▶ [Provided information]:
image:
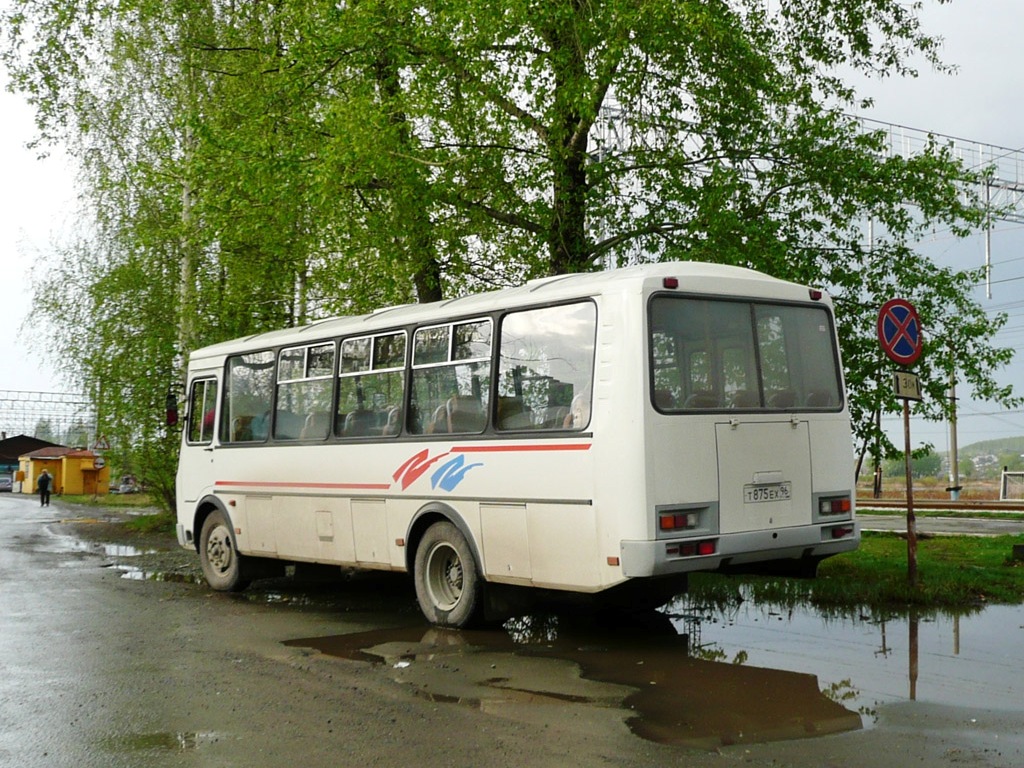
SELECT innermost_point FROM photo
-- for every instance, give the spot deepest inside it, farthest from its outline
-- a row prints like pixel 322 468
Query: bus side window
pixel 202 410
pixel 547 356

▶ [Challenge]: Write these lines out again, replacing "window" with "pane" and leaving everything else unchanged. Omit the pictures.

▶ [Worked solution]:
image:
SELECT innermost_point FROM photo
-- for every instance, give the spot deepest inside it, farthest from its outline
-- a row prints like pixel 322 468
Query: bus side pane
pixel 202 410
pixel 547 356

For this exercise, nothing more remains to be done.